◆ What to do: Copy all of the entries below line for line, without changing a single character.

◆ Listing:

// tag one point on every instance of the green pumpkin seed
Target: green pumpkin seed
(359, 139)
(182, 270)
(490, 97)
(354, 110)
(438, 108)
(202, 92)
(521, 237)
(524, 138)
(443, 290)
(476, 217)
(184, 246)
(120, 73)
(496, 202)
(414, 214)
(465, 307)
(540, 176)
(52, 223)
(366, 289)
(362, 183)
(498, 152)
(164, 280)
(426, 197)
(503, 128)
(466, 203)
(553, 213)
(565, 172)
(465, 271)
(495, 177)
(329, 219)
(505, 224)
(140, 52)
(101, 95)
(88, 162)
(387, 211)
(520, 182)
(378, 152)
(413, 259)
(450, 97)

◆ Response to the exercise:
// tag one point on every instance of the green pumpkin seed
Target: green pumpkin seed
(359, 139)
(182, 270)
(490, 97)
(354, 110)
(438, 108)
(202, 92)
(521, 237)
(524, 138)
(443, 290)
(476, 217)
(184, 246)
(120, 73)
(496, 202)
(414, 214)
(465, 307)
(540, 176)
(52, 223)
(366, 289)
(362, 183)
(498, 152)
(164, 280)
(426, 197)
(503, 128)
(466, 203)
(553, 213)
(565, 172)
(465, 271)
(495, 177)
(329, 219)
(505, 224)
(140, 52)
(101, 95)
(88, 162)
(387, 211)
(520, 182)
(378, 152)
(413, 259)
(450, 97)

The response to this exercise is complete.